_Exercise brief_: Tally the lines of the material below that contain the word "paper", and reply with that number alone.
[BEGIN Supplied material]
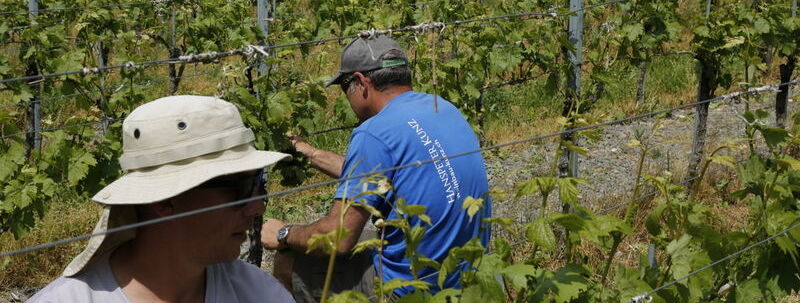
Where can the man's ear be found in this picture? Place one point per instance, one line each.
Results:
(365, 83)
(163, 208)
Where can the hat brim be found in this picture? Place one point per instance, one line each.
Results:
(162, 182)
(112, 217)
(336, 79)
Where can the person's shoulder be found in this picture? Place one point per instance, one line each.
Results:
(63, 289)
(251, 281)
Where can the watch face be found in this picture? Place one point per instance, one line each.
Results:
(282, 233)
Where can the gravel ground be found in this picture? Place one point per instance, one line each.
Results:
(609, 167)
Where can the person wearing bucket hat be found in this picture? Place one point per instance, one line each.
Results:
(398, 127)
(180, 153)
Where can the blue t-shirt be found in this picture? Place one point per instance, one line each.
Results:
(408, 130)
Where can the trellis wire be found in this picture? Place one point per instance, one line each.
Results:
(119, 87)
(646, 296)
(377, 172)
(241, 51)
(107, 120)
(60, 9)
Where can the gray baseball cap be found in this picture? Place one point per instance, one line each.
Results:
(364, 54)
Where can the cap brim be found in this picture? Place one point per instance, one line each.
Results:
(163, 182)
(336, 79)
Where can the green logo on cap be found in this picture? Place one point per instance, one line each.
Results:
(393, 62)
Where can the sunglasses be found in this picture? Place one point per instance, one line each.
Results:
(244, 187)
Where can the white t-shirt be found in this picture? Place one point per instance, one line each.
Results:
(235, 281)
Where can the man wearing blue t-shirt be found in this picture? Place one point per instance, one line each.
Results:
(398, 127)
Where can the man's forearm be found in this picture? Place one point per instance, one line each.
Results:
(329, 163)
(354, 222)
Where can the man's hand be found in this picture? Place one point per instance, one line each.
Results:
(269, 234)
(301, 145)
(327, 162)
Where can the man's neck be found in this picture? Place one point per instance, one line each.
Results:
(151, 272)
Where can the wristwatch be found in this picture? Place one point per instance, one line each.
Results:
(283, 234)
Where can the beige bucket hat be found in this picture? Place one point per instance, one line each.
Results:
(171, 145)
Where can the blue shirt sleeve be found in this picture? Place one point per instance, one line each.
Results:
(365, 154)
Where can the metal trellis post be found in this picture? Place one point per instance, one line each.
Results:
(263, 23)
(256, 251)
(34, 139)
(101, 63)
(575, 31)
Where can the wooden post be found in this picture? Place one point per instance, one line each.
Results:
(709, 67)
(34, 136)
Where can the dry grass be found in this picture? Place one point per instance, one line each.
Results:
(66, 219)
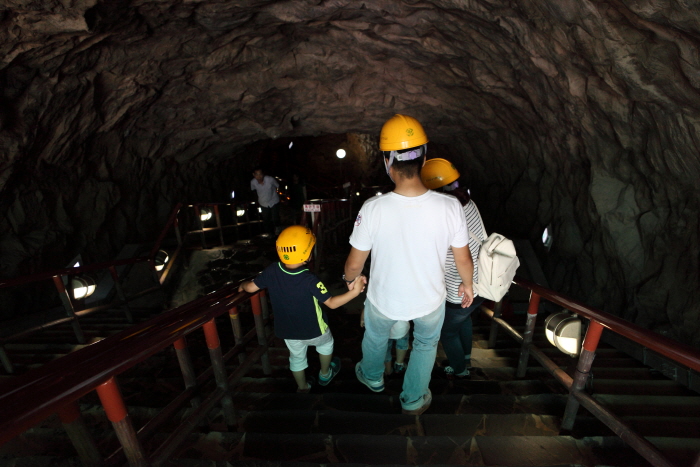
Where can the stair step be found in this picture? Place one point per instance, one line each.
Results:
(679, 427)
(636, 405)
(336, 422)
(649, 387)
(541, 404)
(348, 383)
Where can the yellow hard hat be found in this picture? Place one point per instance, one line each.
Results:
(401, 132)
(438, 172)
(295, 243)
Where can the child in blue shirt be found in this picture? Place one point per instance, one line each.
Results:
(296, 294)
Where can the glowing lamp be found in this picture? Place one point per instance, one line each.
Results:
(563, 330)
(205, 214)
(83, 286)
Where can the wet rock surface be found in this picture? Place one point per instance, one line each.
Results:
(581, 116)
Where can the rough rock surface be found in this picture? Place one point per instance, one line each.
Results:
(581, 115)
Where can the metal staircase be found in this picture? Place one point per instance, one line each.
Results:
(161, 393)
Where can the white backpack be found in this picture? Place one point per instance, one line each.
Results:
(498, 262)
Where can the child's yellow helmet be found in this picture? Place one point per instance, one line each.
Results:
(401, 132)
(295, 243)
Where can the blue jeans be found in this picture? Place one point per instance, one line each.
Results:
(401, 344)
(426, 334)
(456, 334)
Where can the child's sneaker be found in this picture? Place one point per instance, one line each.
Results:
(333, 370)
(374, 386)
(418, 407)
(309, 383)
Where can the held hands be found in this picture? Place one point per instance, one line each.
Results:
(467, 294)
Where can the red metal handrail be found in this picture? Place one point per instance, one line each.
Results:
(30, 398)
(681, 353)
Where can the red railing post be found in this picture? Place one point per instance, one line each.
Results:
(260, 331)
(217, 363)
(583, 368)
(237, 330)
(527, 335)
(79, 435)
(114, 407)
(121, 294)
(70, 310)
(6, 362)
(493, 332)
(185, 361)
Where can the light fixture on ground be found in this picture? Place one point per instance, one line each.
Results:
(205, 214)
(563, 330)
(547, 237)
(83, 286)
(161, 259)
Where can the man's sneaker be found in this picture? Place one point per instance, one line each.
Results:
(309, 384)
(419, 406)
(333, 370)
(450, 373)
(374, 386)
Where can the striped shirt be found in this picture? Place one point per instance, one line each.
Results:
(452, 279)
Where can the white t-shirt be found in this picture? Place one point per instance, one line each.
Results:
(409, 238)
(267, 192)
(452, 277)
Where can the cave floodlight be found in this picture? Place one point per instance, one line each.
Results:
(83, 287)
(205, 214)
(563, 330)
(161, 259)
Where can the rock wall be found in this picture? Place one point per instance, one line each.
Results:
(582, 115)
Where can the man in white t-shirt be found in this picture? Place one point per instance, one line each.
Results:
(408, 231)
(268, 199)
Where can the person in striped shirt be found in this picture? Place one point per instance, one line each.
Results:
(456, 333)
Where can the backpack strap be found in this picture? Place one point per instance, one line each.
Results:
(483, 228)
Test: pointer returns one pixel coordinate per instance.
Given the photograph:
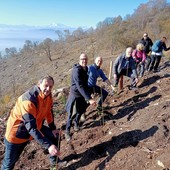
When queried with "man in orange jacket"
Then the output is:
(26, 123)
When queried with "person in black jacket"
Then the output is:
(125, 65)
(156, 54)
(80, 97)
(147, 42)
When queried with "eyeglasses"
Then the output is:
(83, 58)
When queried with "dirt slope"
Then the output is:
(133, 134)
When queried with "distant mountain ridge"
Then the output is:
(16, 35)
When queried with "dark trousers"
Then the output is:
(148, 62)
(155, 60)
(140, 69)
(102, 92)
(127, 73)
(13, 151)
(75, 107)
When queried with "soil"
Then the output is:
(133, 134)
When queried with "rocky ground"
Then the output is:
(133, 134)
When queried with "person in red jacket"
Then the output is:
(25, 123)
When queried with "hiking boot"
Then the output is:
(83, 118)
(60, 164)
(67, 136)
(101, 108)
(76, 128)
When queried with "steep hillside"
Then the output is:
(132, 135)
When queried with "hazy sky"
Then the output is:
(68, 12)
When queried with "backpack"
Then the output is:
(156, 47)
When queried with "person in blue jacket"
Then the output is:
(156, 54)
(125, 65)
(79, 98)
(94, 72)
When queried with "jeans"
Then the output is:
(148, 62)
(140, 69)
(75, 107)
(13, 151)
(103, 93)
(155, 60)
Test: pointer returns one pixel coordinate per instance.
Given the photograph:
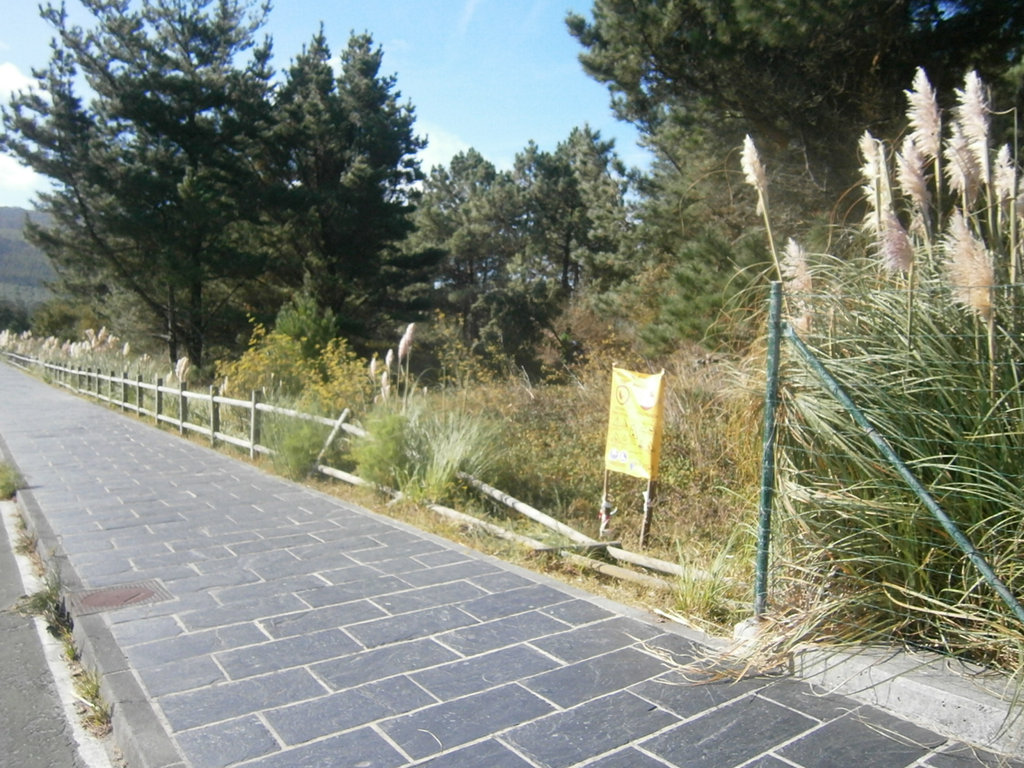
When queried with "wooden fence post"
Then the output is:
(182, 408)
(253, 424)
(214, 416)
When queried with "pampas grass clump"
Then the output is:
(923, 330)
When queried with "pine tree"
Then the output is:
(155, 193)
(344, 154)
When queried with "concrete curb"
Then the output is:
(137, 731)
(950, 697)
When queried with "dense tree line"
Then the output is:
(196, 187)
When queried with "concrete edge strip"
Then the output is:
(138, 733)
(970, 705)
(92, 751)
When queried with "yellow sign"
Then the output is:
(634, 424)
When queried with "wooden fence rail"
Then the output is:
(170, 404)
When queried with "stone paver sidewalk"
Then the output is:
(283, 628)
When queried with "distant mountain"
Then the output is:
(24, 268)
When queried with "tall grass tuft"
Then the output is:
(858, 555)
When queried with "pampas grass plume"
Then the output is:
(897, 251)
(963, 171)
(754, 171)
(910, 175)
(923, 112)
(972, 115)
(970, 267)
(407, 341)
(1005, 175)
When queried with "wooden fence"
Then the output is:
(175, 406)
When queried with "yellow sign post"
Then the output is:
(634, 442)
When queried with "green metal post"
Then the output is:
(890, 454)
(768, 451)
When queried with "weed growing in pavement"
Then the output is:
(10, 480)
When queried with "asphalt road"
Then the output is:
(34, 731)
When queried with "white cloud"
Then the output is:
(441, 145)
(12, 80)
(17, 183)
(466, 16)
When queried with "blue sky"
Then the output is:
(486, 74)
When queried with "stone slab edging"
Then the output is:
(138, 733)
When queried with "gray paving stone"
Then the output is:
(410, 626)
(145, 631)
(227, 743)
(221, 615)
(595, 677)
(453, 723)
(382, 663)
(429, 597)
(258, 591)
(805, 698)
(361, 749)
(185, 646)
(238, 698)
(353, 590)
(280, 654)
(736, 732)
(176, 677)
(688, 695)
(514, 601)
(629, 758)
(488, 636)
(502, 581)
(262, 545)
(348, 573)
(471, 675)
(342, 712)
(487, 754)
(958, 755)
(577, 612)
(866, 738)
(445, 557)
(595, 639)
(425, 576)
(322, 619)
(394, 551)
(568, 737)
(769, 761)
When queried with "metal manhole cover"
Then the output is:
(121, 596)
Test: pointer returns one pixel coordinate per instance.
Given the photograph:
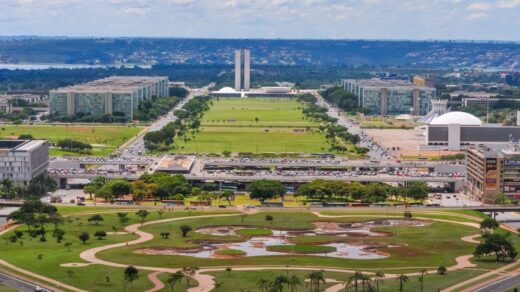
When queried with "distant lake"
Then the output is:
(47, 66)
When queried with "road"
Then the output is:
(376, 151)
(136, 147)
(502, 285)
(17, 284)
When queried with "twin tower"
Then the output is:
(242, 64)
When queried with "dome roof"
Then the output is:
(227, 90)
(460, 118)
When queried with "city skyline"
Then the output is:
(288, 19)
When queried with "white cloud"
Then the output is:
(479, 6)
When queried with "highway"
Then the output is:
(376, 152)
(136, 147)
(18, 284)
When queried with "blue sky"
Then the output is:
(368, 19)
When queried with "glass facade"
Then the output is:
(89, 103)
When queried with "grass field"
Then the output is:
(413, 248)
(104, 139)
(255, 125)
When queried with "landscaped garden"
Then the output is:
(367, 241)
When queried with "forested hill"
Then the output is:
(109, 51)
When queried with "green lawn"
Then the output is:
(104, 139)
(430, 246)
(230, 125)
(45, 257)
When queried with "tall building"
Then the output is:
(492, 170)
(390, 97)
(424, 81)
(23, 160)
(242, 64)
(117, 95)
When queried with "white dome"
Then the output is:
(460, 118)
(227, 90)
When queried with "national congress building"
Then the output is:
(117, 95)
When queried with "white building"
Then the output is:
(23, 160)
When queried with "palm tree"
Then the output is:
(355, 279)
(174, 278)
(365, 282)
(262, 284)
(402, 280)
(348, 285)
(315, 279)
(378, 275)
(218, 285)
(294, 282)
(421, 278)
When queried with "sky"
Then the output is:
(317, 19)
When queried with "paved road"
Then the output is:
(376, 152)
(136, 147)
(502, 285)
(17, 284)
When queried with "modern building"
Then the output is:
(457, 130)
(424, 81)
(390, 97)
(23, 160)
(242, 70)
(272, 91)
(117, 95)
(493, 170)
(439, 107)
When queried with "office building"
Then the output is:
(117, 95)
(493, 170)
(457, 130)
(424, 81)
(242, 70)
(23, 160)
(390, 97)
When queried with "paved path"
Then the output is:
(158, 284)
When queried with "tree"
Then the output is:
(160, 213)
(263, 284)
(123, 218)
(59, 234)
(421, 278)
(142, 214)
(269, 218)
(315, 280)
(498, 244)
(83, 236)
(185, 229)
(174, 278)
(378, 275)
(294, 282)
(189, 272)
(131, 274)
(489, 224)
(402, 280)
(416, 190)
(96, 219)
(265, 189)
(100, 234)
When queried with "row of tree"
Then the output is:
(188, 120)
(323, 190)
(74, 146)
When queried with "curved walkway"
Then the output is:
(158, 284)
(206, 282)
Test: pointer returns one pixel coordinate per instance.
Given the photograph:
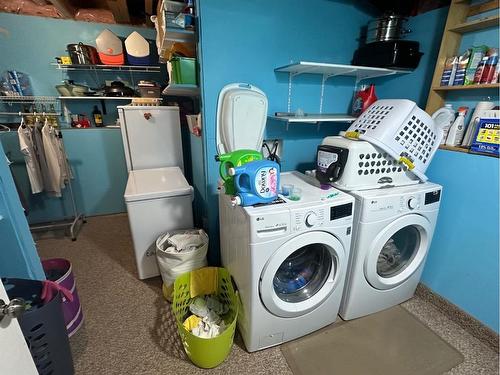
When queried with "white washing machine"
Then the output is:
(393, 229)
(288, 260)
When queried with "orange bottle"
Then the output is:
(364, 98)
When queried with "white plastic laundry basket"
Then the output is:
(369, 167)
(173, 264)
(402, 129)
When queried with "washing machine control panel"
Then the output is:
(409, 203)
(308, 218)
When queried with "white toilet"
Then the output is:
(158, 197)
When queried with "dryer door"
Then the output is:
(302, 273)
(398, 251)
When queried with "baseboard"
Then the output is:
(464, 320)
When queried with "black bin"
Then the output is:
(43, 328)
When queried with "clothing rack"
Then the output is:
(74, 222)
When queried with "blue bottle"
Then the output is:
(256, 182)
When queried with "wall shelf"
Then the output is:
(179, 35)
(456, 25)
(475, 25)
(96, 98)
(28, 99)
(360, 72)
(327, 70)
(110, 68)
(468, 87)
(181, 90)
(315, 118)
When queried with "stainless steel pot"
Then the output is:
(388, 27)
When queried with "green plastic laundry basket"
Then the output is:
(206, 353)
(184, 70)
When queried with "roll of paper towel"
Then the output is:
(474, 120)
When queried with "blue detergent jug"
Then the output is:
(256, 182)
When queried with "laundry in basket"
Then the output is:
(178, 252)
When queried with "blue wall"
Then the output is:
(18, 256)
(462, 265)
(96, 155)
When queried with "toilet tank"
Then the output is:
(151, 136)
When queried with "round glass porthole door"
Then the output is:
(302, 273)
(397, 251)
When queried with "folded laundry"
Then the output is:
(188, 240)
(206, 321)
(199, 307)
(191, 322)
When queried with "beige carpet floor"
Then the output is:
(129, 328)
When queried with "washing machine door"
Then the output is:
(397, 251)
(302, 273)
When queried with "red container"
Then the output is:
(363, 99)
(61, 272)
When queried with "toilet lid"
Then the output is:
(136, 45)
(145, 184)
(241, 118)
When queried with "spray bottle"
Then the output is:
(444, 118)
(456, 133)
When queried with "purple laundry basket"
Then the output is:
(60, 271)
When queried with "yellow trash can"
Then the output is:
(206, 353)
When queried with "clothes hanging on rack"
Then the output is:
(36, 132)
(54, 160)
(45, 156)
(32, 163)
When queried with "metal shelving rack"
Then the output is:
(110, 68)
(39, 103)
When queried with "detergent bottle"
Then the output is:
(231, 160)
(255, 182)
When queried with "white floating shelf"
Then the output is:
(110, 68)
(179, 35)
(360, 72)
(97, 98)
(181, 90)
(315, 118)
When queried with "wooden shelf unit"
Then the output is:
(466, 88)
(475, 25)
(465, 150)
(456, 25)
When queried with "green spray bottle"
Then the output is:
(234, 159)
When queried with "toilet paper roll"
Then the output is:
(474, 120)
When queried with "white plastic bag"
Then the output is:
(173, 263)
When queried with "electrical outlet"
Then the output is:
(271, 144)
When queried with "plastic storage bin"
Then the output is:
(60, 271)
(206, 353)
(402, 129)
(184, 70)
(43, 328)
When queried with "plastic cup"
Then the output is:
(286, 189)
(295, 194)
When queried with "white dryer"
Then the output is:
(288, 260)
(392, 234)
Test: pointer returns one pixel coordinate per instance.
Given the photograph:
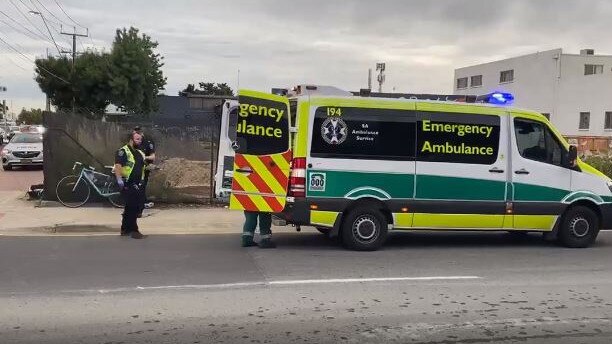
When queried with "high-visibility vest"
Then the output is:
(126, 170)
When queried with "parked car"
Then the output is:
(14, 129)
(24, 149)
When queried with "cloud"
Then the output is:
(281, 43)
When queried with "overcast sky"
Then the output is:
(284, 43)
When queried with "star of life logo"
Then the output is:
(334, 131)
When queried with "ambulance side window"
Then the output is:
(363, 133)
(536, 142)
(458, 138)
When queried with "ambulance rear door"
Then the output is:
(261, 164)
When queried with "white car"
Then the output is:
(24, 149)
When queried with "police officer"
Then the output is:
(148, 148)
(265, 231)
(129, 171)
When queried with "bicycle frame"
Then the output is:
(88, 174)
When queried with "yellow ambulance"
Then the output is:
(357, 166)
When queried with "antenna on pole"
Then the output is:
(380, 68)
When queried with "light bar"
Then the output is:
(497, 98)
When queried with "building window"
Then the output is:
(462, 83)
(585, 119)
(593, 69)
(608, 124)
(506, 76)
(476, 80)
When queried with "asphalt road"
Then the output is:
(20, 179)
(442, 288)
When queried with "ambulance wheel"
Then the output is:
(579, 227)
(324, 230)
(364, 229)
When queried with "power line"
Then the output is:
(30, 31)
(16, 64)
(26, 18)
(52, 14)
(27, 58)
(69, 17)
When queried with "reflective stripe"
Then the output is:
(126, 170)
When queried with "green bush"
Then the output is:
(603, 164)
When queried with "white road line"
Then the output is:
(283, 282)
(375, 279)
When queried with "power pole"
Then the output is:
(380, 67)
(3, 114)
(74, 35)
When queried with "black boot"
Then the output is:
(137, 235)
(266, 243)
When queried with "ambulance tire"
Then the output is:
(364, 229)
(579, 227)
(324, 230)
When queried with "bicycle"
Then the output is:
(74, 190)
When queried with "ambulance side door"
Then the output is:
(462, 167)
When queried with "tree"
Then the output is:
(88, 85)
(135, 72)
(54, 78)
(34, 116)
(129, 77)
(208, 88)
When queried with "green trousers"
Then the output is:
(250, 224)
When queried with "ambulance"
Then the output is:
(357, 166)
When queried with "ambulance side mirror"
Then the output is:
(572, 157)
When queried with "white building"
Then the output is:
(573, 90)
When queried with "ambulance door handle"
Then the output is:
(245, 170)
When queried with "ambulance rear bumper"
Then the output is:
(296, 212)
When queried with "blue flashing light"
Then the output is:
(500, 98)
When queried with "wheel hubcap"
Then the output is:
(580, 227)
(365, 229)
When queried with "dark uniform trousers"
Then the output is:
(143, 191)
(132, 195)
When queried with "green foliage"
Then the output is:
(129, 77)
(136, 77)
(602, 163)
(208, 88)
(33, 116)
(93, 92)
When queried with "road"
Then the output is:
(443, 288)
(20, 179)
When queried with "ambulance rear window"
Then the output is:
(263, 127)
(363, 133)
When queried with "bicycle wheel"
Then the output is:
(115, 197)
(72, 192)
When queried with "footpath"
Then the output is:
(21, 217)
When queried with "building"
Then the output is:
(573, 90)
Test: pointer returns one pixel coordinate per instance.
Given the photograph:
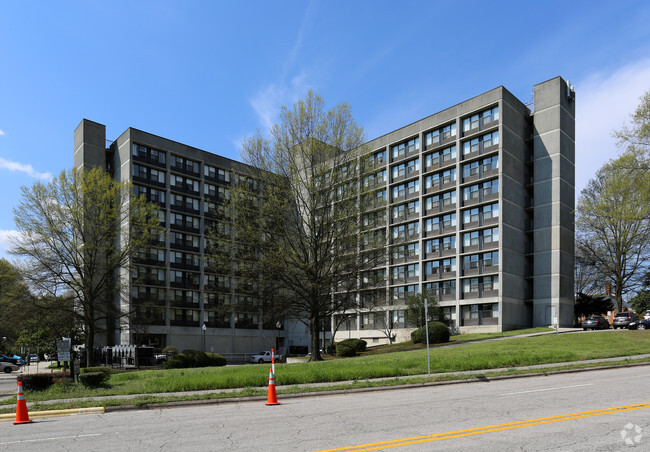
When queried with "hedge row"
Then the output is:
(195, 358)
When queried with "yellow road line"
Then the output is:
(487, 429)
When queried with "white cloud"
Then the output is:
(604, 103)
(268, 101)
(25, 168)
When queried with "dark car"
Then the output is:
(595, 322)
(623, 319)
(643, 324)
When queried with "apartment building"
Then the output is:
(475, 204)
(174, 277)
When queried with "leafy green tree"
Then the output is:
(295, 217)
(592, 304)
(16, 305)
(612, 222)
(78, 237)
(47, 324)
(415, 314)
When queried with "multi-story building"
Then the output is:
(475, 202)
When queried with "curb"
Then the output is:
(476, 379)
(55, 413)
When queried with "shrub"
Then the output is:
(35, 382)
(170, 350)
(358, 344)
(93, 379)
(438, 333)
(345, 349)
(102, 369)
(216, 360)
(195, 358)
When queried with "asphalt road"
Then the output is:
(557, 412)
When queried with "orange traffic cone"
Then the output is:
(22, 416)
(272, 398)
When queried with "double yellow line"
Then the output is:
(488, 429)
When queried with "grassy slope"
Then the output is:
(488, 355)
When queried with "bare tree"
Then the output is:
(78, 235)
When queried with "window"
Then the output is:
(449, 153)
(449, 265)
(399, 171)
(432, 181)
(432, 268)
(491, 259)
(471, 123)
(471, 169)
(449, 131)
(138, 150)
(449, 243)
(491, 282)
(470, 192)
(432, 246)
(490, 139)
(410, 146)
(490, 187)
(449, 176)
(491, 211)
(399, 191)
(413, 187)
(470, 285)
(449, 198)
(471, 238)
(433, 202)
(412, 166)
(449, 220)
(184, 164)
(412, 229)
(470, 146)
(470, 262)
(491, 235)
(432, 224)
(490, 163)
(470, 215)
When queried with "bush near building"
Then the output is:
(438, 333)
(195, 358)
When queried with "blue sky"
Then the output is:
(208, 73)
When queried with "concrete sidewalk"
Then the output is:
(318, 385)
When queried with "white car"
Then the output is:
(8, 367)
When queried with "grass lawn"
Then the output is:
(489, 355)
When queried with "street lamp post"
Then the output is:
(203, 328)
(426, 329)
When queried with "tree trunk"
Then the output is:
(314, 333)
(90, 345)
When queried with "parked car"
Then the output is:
[END Supplied material]
_Exercise result_: 2